— BEGIN Given data —

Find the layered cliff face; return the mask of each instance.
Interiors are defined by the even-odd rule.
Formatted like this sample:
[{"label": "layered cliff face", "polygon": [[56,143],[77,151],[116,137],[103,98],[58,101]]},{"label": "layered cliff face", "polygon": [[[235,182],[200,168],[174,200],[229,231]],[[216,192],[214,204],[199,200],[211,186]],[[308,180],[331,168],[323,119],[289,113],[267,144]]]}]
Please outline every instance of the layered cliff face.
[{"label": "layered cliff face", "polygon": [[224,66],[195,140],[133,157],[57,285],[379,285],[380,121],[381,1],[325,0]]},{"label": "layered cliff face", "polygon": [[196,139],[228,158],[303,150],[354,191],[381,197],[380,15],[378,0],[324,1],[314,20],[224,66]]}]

— END Given data —

## Task goal
Swap "even-odd rule" for "nonzero winding rule" in the lines from the start of the items through the line containing "Formatted like this", inclusive, and write those lines out again with nothing else changed.

## Answer to the exercise
Find the layered cliff face; return the mask of each instance.
Interiors are defined by the nonzero winding rule.
Formatted like this sample:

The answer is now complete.